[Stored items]
- Opening Delimiter -

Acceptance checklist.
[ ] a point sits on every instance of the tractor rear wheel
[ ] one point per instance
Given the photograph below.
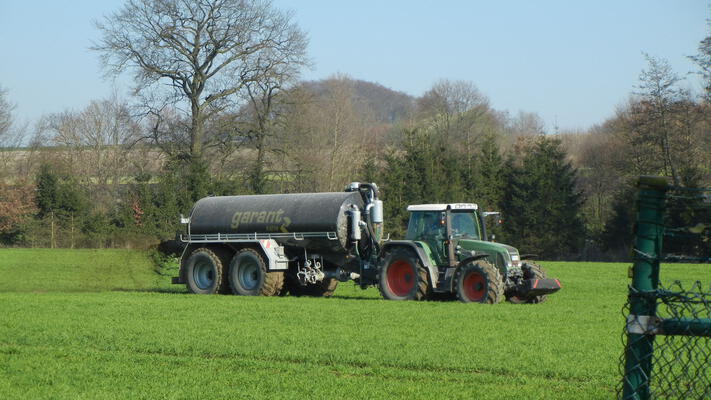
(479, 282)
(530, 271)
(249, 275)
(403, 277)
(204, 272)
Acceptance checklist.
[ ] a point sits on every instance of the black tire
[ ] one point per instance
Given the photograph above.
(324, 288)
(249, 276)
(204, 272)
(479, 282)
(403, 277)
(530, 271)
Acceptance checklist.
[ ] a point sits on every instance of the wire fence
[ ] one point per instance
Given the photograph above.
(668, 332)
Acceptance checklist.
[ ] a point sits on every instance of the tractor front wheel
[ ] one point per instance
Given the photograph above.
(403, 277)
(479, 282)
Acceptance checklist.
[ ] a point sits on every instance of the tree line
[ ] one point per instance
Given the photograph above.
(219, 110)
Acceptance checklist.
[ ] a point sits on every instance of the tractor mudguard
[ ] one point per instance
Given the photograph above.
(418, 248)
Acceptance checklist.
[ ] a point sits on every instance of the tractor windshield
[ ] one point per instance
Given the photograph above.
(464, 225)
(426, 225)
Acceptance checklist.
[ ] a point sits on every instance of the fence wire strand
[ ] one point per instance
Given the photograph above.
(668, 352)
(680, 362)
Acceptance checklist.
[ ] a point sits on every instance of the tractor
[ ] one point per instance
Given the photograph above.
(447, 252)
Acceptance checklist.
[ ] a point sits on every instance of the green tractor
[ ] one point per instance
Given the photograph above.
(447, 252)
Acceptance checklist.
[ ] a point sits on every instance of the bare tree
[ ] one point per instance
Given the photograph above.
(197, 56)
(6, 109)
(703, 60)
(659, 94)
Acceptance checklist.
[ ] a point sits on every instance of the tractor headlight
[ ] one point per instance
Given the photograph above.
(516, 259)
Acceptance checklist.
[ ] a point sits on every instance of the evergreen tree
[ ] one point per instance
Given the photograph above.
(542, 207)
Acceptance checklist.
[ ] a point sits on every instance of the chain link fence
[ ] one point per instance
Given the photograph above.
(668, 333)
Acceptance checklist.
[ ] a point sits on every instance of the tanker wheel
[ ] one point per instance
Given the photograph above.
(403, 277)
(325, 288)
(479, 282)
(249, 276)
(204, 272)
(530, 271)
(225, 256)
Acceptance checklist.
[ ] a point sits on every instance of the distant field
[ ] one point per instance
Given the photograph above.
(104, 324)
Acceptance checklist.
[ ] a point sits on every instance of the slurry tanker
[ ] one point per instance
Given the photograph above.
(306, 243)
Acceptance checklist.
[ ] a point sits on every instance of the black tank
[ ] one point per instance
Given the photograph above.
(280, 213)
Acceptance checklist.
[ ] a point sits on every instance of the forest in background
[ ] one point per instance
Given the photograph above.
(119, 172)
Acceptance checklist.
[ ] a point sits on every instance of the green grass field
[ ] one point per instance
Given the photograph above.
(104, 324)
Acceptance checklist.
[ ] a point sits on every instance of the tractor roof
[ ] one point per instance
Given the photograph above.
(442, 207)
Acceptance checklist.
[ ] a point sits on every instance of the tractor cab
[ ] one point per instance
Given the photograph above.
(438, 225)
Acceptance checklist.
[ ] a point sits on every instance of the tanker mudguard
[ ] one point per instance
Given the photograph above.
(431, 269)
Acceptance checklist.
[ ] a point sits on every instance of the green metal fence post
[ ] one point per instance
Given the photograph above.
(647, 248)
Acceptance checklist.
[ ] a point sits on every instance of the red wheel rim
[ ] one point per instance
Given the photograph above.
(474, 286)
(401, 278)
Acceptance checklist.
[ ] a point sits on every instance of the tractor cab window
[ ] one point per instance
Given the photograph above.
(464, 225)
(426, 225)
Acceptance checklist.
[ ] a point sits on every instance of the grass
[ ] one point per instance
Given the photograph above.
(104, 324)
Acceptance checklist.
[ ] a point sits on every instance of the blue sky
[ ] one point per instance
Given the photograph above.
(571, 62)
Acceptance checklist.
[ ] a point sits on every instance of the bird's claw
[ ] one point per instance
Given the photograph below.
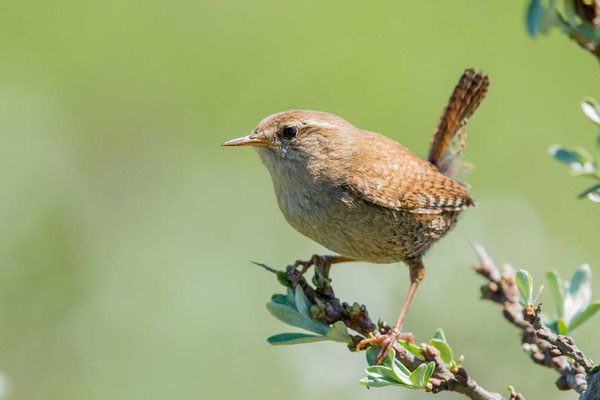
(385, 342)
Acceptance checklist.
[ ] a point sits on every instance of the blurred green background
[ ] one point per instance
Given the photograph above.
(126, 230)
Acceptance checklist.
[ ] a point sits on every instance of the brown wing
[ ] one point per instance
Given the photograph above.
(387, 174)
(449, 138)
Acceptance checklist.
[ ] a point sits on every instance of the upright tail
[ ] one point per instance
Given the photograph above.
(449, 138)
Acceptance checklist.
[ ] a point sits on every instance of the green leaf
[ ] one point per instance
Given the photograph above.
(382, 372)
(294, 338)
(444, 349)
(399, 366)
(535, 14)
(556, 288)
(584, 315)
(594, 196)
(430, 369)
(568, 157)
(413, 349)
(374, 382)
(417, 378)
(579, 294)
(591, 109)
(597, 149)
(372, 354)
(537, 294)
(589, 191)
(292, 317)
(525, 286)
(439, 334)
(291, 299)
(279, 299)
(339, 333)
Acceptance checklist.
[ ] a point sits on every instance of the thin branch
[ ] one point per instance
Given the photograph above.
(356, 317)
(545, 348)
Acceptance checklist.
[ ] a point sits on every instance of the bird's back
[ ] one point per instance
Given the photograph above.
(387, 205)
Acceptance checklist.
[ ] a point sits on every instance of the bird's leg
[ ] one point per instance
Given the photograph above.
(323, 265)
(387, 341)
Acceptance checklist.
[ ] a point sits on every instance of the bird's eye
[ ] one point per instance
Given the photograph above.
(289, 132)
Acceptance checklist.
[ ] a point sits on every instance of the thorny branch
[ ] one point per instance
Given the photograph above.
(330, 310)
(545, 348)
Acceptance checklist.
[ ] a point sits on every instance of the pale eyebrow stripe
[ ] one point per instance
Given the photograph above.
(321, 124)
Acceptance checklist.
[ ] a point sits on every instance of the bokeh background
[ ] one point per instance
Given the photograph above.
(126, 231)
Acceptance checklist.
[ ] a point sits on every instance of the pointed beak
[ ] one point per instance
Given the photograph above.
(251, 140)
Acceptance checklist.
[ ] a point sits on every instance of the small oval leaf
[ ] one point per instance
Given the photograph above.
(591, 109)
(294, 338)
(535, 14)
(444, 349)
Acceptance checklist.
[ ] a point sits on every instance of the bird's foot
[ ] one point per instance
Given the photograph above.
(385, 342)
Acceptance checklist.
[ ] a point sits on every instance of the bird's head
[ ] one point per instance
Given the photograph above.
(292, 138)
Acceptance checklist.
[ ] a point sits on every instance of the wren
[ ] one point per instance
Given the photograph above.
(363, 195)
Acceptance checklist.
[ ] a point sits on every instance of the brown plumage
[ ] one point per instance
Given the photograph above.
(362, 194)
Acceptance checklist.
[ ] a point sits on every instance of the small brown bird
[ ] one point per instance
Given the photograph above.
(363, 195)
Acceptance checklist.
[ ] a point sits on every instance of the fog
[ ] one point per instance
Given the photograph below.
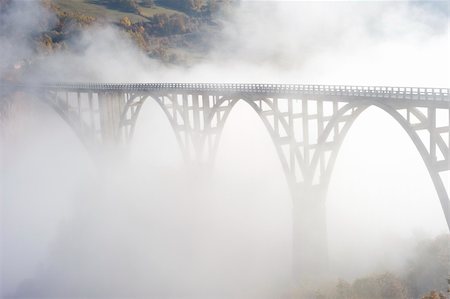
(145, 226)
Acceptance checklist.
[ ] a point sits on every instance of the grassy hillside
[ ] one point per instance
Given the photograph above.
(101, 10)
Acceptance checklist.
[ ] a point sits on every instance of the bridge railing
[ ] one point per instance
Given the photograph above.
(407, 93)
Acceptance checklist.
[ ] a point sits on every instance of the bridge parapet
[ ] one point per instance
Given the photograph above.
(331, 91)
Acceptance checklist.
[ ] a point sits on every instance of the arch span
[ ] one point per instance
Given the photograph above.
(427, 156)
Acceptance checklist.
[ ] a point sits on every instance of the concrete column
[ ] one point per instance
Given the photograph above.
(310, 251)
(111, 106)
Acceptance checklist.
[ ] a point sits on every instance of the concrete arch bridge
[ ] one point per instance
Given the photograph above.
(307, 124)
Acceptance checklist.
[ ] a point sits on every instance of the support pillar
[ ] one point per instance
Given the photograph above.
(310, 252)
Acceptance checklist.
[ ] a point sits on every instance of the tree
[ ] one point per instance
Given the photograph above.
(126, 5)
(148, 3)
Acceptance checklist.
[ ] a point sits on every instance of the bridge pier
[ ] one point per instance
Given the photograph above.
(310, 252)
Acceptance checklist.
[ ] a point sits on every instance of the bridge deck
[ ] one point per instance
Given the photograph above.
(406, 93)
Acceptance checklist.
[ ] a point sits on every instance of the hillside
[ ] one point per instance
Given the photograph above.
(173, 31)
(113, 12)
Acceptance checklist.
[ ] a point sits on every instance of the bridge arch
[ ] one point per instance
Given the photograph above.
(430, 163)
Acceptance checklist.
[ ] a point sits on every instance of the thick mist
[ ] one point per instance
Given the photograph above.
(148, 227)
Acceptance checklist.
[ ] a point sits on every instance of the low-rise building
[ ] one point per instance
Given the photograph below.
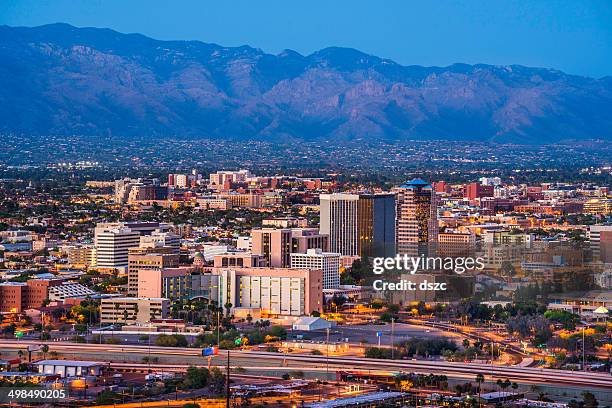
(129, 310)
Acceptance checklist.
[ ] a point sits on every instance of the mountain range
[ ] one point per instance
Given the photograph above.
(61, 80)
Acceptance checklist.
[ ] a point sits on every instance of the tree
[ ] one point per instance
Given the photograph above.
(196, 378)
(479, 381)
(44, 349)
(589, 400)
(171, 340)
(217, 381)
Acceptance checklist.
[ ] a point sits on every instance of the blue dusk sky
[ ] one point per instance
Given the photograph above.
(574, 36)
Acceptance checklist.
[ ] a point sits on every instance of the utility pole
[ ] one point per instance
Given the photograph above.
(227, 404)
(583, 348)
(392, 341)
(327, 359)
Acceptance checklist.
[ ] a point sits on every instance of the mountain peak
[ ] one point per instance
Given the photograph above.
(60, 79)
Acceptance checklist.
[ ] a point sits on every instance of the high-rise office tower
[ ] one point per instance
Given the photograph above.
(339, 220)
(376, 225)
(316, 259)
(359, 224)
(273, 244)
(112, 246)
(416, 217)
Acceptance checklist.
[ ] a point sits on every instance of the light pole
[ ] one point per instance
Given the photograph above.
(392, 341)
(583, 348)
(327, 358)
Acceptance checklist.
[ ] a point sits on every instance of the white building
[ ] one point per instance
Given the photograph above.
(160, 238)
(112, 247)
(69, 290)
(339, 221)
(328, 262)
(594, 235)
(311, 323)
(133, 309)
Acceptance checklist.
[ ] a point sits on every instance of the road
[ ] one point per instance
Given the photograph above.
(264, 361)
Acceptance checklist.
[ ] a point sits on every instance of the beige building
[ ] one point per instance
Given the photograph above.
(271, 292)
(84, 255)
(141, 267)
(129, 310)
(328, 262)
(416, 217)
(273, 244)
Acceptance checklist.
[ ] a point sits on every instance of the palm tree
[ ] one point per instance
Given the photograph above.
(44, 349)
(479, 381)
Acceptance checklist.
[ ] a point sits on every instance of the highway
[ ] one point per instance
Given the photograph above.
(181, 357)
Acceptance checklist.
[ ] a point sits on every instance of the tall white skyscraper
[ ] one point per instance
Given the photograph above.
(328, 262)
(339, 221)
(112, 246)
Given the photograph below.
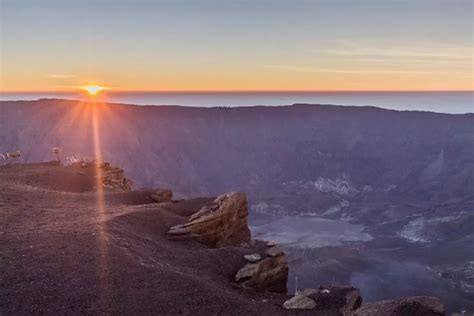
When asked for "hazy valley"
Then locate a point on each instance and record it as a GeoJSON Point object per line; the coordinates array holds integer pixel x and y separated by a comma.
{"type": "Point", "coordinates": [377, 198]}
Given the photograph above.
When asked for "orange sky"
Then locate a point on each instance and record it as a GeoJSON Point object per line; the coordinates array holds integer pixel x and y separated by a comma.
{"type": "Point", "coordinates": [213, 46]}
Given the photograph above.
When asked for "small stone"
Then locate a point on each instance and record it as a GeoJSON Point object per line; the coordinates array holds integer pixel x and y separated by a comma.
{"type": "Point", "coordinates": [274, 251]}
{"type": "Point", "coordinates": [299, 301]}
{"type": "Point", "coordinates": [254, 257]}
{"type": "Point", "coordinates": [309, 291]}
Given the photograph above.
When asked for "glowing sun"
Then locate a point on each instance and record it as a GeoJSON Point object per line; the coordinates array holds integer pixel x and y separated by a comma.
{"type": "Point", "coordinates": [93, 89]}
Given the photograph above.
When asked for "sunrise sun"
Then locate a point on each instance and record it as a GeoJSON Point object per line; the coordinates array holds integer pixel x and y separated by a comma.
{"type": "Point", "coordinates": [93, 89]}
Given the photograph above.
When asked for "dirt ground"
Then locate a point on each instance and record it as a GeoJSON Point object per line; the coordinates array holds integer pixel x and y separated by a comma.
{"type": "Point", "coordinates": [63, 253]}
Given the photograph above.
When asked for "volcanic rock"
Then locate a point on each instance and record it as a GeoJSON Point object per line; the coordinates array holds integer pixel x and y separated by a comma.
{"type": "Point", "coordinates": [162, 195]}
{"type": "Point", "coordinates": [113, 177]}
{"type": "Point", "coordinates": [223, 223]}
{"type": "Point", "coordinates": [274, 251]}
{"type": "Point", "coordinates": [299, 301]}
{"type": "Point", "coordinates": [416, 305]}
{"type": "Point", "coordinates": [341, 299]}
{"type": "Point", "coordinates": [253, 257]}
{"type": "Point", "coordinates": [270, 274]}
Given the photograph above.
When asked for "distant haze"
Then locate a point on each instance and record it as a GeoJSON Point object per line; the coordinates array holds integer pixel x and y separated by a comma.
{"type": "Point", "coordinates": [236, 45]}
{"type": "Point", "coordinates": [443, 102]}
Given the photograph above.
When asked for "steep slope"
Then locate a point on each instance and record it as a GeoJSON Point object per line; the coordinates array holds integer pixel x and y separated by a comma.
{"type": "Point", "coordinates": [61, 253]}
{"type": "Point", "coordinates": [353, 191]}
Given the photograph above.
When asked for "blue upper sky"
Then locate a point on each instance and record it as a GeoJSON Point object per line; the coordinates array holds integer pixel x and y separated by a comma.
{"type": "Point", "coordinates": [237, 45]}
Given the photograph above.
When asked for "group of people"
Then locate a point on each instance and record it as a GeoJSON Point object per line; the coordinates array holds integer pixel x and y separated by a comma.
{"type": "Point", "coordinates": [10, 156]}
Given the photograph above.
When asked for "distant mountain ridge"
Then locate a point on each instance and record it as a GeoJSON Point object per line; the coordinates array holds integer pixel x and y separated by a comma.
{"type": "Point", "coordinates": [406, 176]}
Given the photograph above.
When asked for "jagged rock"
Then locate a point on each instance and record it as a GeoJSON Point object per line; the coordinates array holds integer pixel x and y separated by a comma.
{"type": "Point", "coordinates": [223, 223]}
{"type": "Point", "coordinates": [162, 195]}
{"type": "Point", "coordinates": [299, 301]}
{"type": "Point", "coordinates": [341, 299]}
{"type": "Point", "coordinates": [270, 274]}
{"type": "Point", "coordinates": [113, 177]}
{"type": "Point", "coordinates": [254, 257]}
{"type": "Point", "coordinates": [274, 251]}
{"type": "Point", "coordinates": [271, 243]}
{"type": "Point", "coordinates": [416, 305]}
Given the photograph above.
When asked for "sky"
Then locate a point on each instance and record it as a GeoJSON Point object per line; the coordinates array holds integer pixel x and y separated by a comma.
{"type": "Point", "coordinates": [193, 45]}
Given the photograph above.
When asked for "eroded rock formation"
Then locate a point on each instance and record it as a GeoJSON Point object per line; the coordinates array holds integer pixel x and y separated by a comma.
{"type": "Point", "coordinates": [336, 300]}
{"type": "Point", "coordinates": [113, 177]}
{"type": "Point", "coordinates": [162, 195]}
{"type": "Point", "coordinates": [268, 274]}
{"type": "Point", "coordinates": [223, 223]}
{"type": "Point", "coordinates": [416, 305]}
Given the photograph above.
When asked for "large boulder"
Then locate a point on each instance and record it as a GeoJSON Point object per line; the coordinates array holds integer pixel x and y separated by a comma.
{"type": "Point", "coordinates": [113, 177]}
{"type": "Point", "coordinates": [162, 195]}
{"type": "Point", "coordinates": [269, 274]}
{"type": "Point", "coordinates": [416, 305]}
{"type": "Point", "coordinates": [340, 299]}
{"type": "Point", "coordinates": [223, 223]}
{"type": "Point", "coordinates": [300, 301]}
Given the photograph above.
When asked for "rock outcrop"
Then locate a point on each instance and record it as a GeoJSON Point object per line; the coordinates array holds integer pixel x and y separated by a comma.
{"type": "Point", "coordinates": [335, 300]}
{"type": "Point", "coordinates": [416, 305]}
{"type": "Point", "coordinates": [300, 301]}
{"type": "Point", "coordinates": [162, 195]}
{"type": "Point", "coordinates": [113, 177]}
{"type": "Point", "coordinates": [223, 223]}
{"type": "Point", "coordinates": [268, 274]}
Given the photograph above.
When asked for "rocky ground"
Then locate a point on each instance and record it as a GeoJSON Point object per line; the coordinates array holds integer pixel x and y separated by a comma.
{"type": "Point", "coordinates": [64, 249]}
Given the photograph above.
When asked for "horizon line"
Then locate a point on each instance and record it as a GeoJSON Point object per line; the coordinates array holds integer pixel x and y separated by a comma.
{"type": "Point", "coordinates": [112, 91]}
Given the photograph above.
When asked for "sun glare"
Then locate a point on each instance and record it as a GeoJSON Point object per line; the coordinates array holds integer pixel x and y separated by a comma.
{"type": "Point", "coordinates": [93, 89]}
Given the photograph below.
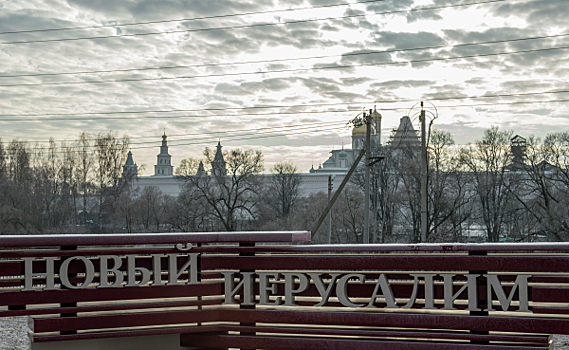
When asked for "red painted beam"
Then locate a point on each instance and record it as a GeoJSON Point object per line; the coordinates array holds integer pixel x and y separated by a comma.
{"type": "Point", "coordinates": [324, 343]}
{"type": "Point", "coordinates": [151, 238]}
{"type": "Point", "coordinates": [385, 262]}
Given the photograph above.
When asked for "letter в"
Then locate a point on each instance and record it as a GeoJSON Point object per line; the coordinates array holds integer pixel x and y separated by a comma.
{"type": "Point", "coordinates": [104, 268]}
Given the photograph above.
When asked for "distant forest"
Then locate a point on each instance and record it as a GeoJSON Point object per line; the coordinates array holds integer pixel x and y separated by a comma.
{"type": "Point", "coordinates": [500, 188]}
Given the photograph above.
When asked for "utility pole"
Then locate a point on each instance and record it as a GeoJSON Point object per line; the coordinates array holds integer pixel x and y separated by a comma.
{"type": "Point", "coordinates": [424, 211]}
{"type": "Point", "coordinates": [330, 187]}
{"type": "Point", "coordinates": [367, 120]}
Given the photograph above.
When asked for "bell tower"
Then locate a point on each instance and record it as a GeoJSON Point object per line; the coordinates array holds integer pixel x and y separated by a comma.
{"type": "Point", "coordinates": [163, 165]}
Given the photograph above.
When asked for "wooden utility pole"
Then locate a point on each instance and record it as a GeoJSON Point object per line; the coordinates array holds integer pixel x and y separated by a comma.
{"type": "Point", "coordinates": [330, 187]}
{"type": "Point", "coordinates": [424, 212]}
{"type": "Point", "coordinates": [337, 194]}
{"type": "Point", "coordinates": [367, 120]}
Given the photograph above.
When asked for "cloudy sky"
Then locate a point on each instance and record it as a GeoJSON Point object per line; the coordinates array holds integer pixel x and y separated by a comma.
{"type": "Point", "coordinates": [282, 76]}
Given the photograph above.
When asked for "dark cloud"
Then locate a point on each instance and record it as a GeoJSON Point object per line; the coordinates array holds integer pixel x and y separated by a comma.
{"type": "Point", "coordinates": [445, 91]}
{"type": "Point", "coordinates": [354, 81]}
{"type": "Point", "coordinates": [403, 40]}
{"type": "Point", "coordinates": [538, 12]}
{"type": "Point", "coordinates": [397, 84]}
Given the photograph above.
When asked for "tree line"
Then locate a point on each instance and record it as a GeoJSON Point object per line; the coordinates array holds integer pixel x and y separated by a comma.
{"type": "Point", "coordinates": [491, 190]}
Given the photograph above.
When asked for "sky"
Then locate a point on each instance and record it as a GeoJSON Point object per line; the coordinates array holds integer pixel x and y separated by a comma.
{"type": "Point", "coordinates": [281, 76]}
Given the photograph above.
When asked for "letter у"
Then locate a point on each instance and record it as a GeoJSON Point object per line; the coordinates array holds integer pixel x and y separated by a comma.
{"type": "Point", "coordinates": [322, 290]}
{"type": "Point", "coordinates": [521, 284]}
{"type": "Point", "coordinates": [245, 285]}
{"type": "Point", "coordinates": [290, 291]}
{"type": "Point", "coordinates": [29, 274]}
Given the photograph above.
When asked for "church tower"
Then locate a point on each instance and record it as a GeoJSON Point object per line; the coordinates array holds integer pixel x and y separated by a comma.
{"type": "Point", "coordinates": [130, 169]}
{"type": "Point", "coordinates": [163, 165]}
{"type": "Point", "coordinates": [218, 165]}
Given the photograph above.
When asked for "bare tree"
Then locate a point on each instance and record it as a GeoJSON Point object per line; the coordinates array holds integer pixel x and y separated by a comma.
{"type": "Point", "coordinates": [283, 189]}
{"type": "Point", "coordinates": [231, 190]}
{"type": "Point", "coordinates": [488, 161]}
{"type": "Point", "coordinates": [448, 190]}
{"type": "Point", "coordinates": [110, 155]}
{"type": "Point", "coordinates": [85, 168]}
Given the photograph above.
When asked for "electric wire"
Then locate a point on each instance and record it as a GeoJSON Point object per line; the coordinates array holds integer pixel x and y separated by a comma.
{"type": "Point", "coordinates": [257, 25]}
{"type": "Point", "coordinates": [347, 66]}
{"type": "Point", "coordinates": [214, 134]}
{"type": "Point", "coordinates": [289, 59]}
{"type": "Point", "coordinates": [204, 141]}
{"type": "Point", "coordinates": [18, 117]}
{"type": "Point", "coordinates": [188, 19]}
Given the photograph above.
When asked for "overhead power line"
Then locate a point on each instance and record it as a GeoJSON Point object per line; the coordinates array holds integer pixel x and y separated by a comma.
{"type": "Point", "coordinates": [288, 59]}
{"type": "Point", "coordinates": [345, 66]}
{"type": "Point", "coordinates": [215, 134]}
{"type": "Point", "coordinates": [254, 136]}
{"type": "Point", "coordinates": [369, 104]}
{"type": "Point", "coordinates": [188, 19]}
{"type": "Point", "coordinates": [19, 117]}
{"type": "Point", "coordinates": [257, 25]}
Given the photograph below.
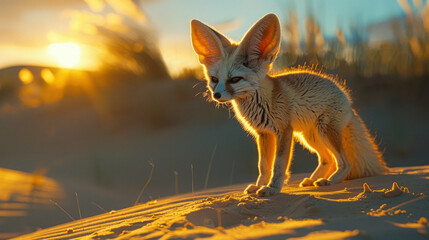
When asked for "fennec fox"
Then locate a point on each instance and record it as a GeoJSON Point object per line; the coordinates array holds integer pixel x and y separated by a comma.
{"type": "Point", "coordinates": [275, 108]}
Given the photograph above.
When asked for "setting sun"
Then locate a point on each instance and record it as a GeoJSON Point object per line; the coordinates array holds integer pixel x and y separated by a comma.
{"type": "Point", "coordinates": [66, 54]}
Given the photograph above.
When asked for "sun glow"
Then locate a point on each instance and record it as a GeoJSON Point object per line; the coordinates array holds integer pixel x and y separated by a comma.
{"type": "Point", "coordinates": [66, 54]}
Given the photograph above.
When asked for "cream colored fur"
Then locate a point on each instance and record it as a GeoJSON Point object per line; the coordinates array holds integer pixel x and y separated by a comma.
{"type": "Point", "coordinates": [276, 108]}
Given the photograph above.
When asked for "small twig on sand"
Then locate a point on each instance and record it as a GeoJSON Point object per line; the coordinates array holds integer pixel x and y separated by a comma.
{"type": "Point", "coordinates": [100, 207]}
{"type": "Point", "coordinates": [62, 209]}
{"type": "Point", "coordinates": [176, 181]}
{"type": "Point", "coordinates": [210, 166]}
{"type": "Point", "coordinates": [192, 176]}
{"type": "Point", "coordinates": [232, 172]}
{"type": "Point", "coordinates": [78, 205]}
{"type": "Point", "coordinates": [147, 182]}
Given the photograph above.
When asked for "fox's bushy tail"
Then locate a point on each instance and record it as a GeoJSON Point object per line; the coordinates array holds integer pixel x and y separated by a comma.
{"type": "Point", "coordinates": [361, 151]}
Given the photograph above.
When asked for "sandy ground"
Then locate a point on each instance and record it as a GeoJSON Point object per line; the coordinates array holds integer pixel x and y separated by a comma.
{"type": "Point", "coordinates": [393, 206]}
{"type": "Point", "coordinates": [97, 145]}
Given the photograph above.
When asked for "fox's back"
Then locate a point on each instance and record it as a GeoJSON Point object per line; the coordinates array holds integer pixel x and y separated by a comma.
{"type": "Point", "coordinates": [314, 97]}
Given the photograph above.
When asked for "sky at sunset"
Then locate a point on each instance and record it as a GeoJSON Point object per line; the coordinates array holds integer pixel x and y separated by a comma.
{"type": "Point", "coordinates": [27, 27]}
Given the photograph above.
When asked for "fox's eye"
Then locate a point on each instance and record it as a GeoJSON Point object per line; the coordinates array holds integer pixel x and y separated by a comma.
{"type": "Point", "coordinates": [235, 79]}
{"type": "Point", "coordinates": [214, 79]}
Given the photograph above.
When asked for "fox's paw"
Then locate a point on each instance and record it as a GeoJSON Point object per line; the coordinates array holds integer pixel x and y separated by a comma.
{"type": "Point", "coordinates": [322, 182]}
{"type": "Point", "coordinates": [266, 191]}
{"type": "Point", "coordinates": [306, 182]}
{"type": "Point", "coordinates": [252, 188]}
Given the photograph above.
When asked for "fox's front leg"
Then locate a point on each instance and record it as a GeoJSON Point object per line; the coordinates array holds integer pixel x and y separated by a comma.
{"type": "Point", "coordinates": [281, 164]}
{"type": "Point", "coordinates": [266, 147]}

- Closing Delimiter -

● **Exercise brief**
Find all the lines with "tanker" in the data and copy them.

● **Answer for the task**
[ ] a point sits on every instance of the tanker wheel
[ ] a point sits on every instance of the slurry tanker
[ ] a point sits on every instance of the tanker mudguard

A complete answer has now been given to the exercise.